§ The exercise: Please count the lines in the data below that contain the word "rocky", and reply with that number alone.

§ The records:
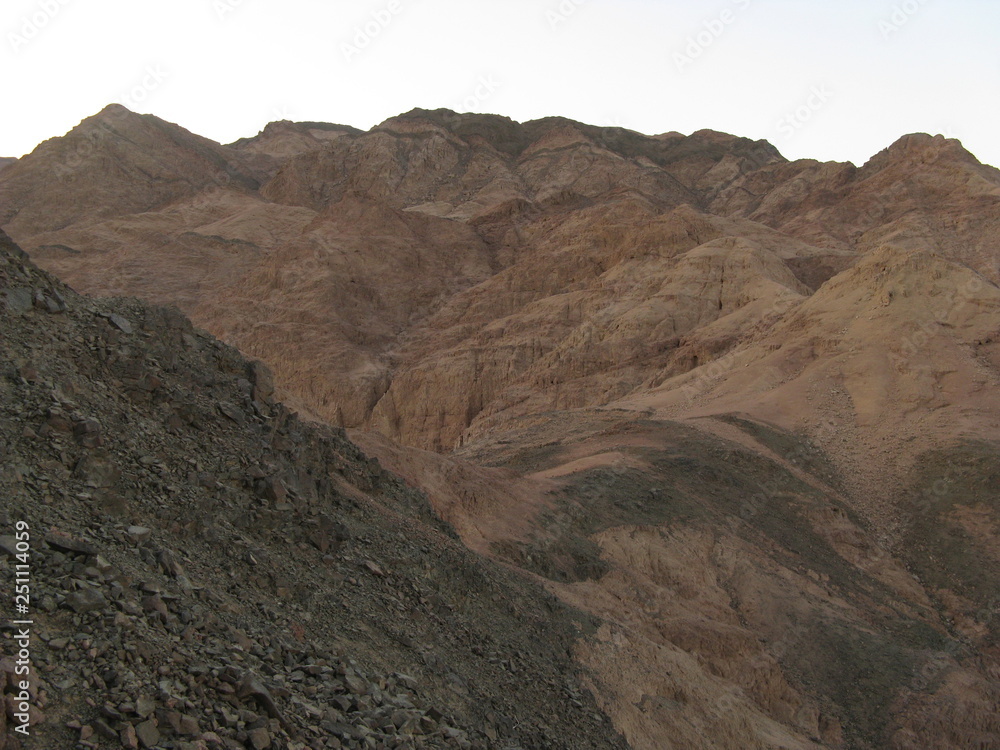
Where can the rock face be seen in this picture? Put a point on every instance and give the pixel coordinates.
(205, 577)
(740, 411)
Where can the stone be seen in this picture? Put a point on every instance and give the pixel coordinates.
(148, 734)
(18, 301)
(120, 323)
(139, 534)
(66, 543)
(144, 706)
(86, 600)
(8, 546)
(97, 470)
(260, 739)
(232, 412)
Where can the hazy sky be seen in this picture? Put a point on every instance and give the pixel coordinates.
(827, 79)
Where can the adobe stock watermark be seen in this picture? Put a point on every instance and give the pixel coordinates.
(20, 709)
(713, 29)
(900, 16)
(563, 12)
(369, 31)
(798, 118)
(34, 23)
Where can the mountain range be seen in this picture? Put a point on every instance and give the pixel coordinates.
(740, 414)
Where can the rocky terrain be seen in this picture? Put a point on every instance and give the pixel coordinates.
(736, 418)
(207, 571)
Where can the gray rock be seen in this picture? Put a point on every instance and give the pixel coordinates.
(86, 600)
(120, 323)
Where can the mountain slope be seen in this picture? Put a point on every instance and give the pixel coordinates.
(209, 570)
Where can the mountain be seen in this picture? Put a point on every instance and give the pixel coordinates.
(740, 412)
(207, 570)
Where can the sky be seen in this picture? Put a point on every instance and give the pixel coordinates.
(825, 79)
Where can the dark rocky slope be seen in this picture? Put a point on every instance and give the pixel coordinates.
(210, 572)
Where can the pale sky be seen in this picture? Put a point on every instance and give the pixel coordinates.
(825, 79)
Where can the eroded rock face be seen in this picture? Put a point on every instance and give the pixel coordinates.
(214, 572)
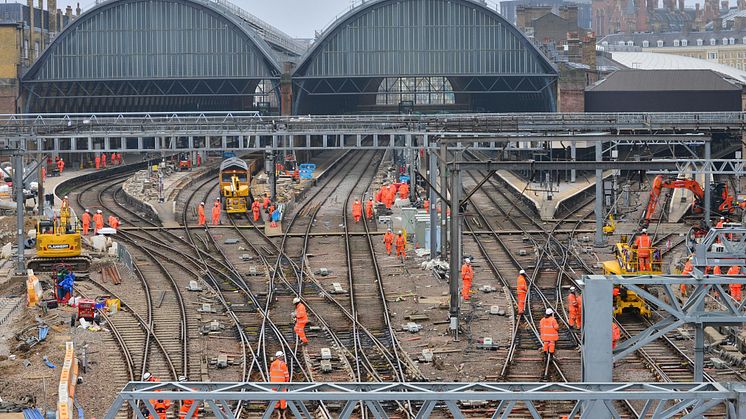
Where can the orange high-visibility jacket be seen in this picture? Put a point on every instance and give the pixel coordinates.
(549, 329)
(278, 372)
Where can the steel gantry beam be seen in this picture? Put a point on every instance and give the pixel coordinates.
(661, 400)
(246, 131)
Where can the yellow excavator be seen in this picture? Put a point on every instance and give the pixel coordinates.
(57, 241)
(626, 262)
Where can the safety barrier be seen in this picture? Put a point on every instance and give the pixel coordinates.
(68, 381)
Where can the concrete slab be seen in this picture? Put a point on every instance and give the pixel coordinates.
(566, 190)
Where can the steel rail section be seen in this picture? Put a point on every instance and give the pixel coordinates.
(662, 400)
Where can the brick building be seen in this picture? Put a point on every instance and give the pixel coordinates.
(20, 45)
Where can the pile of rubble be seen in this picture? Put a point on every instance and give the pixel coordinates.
(143, 185)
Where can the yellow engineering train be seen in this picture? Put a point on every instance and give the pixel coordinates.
(235, 184)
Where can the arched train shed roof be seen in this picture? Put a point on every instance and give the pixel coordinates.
(383, 38)
(154, 39)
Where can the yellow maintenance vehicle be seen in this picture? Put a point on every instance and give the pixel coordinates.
(57, 241)
(626, 262)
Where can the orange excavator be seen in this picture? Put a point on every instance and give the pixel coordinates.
(722, 201)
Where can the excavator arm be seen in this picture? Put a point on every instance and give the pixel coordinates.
(660, 182)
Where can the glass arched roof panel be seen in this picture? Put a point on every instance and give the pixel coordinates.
(422, 37)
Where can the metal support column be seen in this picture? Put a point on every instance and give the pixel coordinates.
(433, 176)
(600, 239)
(40, 191)
(270, 167)
(20, 208)
(707, 185)
(443, 203)
(573, 156)
(455, 259)
(597, 357)
(699, 347)
(412, 171)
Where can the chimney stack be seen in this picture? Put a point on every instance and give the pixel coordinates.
(52, 6)
(32, 32)
(739, 23)
(589, 50)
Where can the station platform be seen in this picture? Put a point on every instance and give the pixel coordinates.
(566, 190)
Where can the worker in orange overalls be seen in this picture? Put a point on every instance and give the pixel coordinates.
(521, 291)
(385, 197)
(186, 405)
(256, 210)
(400, 245)
(216, 213)
(467, 275)
(86, 219)
(98, 221)
(379, 195)
(404, 191)
(688, 268)
(201, 213)
(161, 406)
(615, 334)
(735, 289)
(357, 210)
(574, 302)
(278, 373)
(301, 319)
(549, 331)
(388, 240)
(369, 209)
(642, 243)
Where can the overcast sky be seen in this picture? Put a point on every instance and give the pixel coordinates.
(298, 18)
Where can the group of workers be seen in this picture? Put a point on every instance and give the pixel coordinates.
(734, 289)
(400, 241)
(216, 210)
(387, 194)
(161, 406)
(116, 159)
(264, 204)
(98, 221)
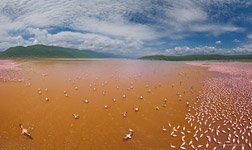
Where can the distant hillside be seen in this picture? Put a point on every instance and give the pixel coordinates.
(197, 57)
(42, 51)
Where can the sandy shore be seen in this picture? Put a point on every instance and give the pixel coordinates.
(166, 94)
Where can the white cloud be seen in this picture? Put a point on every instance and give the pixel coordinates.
(236, 41)
(218, 42)
(249, 36)
(185, 50)
(106, 24)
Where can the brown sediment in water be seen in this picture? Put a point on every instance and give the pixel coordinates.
(55, 90)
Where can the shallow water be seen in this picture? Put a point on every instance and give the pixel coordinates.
(100, 81)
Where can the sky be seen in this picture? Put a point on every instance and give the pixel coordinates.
(130, 27)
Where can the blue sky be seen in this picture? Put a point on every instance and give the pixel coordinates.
(132, 27)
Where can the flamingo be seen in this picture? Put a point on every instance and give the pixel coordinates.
(24, 131)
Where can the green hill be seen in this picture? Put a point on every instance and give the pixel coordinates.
(42, 51)
(198, 57)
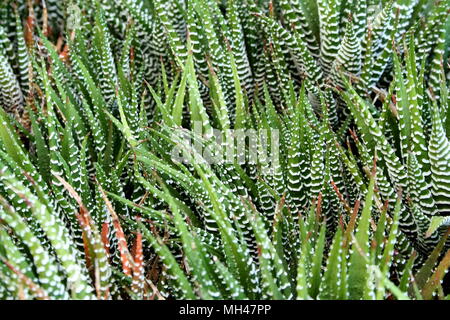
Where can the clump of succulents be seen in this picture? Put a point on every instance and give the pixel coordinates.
(117, 119)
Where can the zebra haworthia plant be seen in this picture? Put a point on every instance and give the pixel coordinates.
(210, 149)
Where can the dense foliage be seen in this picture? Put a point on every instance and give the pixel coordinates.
(335, 113)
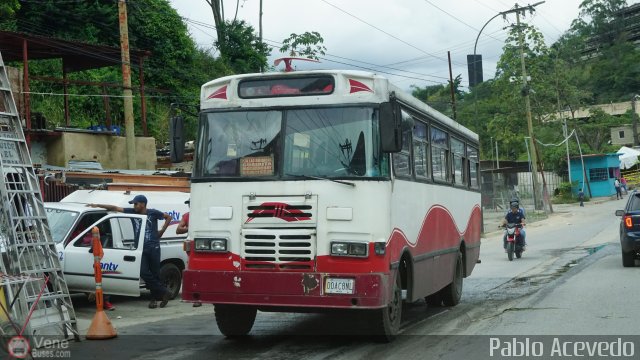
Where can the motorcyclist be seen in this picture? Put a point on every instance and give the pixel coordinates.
(516, 216)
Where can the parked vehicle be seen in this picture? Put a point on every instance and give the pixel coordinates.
(630, 230)
(515, 243)
(325, 190)
(71, 221)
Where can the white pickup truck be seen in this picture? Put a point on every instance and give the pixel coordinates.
(71, 221)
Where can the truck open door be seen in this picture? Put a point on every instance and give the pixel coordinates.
(122, 241)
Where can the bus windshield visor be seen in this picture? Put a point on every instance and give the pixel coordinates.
(289, 86)
(321, 142)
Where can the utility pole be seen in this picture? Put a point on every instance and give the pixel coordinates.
(453, 94)
(566, 143)
(527, 103)
(126, 84)
(260, 25)
(634, 116)
(497, 157)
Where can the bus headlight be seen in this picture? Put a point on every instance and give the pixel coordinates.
(341, 248)
(210, 245)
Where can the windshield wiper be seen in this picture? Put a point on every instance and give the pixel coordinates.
(321, 178)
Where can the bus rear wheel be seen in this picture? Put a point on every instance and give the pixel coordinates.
(452, 293)
(386, 321)
(235, 320)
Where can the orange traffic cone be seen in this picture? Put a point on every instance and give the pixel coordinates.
(101, 327)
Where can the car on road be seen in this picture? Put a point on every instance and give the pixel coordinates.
(71, 221)
(630, 229)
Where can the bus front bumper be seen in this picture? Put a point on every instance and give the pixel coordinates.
(287, 289)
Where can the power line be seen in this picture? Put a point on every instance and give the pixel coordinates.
(385, 32)
(454, 17)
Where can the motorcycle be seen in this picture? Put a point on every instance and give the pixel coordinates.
(515, 243)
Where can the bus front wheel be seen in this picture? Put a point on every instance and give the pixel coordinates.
(235, 320)
(386, 321)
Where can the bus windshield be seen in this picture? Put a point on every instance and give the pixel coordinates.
(318, 142)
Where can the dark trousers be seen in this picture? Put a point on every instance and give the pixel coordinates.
(150, 270)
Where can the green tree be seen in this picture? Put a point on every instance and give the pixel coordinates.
(241, 48)
(308, 44)
(8, 8)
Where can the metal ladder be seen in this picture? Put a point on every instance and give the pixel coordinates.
(37, 297)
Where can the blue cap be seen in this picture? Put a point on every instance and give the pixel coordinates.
(139, 198)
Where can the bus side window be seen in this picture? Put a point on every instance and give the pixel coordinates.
(402, 160)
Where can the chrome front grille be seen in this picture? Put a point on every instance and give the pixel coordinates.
(293, 249)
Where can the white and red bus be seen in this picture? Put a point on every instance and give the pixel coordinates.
(328, 189)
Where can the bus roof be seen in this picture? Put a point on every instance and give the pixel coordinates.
(350, 87)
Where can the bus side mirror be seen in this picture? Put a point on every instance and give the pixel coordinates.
(390, 127)
(176, 137)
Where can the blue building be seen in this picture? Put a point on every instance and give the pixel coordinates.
(600, 171)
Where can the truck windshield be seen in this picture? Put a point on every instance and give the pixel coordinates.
(320, 142)
(60, 222)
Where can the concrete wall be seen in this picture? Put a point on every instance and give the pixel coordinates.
(627, 135)
(110, 151)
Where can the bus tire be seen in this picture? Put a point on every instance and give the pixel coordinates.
(628, 259)
(452, 293)
(386, 321)
(434, 300)
(171, 278)
(235, 320)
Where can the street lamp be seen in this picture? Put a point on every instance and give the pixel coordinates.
(517, 10)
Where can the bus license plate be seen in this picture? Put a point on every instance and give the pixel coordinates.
(339, 286)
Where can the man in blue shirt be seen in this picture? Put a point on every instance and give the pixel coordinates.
(150, 261)
(514, 216)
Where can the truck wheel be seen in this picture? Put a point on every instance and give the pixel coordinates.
(386, 321)
(628, 259)
(235, 320)
(452, 293)
(434, 300)
(171, 278)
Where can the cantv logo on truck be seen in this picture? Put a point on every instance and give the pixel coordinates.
(175, 217)
(110, 268)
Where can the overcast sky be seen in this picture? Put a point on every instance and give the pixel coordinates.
(410, 38)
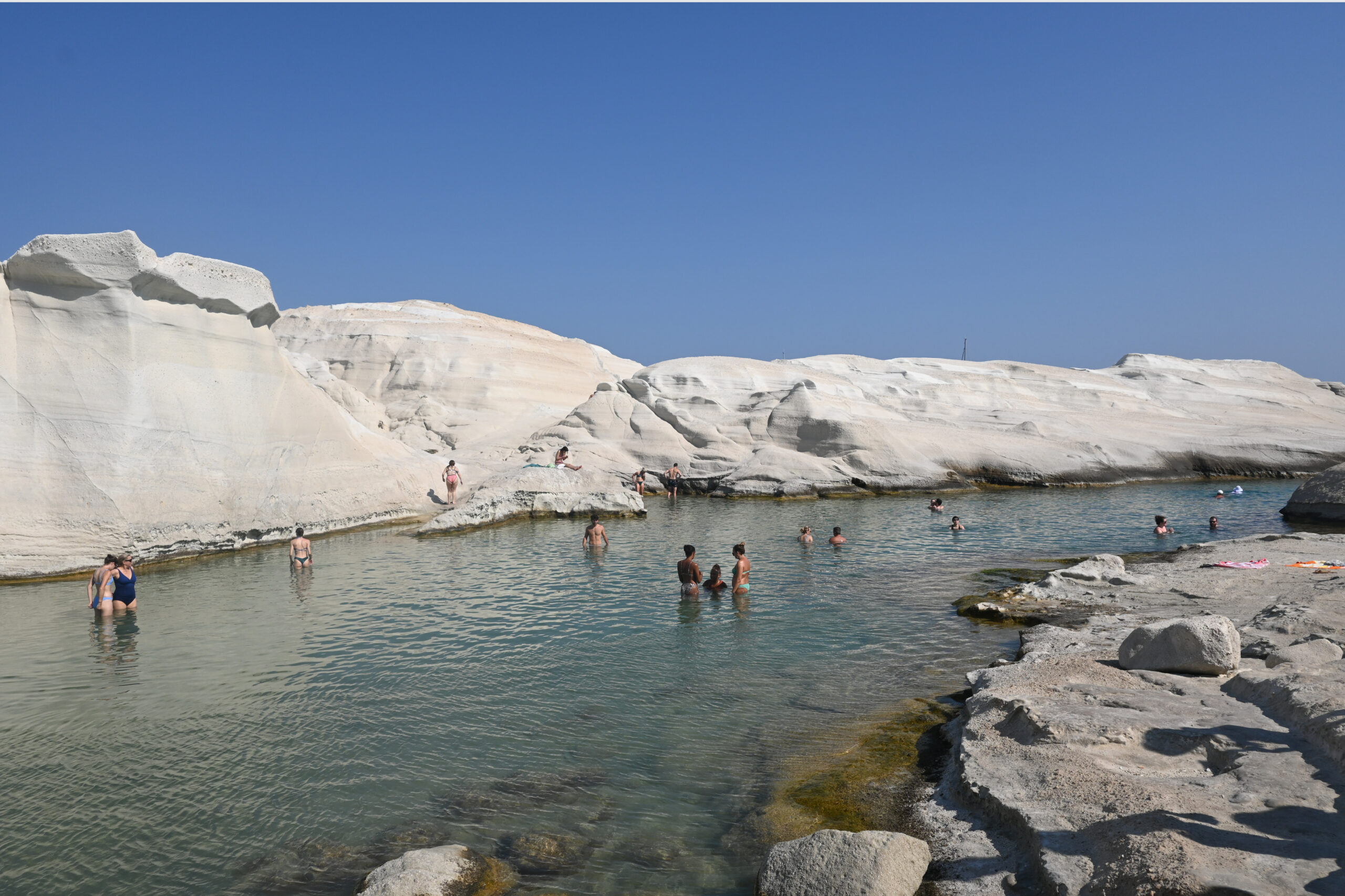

§ Written reply: 2